EXERCISE DETAILS: Update the entries by replacing "marker" with "dot" and leaving everything else unchanged.

Coordinate labeling data:

━━━━━━━━━━━━━━━━━━━━

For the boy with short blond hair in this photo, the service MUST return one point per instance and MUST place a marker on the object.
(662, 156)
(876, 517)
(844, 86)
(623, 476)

━━━━━━━━━━━━━━━━━━━━

EXERCISE OUTPUT:
For the boy with short blond hair in this photo, the service MUST return one point per instance and MUST place a dot on the object.
(662, 156)
(876, 517)
(844, 86)
(623, 476)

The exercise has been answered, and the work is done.